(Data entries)
>>>>>
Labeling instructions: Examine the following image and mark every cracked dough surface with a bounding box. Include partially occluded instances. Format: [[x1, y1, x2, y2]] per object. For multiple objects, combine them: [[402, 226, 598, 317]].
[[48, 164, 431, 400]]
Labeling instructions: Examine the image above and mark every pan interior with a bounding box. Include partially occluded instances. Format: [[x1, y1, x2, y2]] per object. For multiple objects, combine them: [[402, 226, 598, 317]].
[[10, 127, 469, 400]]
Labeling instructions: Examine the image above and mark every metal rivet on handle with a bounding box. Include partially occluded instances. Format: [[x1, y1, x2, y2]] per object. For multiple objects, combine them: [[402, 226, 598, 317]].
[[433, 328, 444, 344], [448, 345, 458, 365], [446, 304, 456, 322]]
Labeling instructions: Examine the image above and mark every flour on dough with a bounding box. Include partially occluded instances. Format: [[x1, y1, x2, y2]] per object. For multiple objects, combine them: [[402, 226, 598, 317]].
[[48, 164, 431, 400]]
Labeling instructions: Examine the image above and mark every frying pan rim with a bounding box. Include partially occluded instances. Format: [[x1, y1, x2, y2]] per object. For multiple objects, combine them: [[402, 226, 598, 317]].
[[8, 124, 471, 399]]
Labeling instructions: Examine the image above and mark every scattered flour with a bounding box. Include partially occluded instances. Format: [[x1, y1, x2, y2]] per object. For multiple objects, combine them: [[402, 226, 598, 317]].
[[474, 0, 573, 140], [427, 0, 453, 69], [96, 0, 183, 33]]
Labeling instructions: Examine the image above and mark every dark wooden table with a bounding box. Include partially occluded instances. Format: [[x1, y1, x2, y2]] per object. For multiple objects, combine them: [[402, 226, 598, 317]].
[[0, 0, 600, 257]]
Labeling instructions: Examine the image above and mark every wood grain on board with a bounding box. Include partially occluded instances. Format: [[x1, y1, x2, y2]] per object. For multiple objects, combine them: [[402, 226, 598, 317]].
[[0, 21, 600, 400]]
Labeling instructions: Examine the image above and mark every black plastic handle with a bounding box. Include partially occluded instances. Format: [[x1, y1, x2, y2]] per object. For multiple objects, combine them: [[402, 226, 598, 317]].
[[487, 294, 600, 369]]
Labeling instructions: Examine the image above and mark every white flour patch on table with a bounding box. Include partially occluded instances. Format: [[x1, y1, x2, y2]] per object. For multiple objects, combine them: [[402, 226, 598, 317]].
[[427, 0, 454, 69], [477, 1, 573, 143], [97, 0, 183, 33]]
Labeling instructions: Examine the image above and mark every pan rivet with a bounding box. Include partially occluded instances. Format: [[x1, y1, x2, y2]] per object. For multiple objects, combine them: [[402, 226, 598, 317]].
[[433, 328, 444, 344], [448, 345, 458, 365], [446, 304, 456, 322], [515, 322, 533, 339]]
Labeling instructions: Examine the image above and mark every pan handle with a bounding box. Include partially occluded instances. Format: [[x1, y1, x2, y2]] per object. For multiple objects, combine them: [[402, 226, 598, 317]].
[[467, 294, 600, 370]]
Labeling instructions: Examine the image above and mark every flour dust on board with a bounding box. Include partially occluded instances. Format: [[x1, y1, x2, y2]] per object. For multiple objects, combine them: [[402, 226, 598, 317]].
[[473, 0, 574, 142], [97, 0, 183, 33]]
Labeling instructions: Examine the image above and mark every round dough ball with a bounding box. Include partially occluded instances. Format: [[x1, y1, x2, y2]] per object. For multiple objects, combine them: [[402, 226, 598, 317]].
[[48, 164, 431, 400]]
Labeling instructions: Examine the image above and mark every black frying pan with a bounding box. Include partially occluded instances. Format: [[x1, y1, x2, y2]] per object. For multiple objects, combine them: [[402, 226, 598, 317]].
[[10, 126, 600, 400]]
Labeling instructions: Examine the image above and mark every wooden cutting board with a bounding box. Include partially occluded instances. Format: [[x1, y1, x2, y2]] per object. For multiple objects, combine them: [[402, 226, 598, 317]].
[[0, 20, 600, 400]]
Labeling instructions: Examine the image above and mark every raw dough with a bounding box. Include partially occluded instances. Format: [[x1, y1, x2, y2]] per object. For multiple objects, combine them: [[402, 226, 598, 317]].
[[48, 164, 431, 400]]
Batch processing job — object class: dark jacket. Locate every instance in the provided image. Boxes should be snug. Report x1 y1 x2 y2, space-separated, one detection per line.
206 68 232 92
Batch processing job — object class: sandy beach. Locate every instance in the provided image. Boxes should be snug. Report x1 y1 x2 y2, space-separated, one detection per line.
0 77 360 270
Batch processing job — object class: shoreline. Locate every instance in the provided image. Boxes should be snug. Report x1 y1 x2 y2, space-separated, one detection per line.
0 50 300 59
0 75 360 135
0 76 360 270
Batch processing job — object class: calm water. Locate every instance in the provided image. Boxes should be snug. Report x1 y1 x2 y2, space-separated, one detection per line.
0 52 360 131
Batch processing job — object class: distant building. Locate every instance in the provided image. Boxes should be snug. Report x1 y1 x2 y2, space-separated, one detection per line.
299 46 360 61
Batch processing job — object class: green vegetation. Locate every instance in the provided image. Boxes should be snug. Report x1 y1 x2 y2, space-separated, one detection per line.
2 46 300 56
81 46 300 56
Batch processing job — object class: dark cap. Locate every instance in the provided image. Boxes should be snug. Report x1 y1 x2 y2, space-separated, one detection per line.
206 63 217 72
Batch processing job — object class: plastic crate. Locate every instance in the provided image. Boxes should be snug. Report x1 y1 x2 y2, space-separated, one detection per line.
<<<<<
Copy every line of the part of the records that opens with the line containing "mark every white" and closes with the line containing "[[0, 20, 600, 400]]". Rescale only the bounding box coordinates in the answers by multiplying each by 0.8 and rounding to a whole number, with halves rounded up.

Labeling instructions: Examine the image above and mark every white flour patch on table with a bounding box. Include partially occluded instances. Format: [[x1, y1, x2, y2]] per object. For multiple objects, combine them: [[402, 226, 598, 317]].
[[342, 0, 363, 55], [382, 1, 458, 114], [78, 0, 146, 26]]
Labeling instructions: Examine the image above and mark every pan rivet with a bounding box. Include partially occluded instances. Format: [[x1, y1, x2, y2]] per object. For multiple objects, combine them: [[402, 226, 598, 317]].
[[346, 262, 355, 275], [358, 276, 366, 292], [357, 243, 365, 258], [412, 258, 426, 271]]
Labeling instructions: Examine the image above and mark every pan handle with a bounding box. Include partially occluded instances. Format: [[x1, y1, x2, y2]] per object. For multiple objects, combine them: [[402, 226, 598, 317]].
[[374, 235, 480, 296]]
Labeling instructions: Examine the image above and mark every flour dust on board with a bounding box. Include partially occluded instances. Format: [[x1, y1, x2, y2]] per object. For multiple objects, combine them: [[402, 226, 598, 317]].
[[378, 0, 459, 114], [78, 0, 146, 26]]
Labeling instructions: Examine the image above and mark every round dough ball with a bounding box. Include partially occluded instances. Format: [[x1, y1, x2, y2]] per object. For multiple objects, combine them: [[402, 226, 598, 317]].
[[38, 131, 345, 320]]
Labeling instructions: Examine the image above and mark every black frying pan with a bounding box. Include partially occluded instances. Format: [[x1, y1, x2, y2]] per object. For multiple objects, combine them: [[402, 226, 598, 317]].
[[8, 101, 480, 320]]
Labeling instructions: Examine the image above and mark every wooden cutting board with a bounding box. Include partially occluded instances. Format: [[x1, y1, x2, y2]] per object. For multiple objects, combine them: [[402, 226, 598, 317]].
[[0, 16, 480, 320]]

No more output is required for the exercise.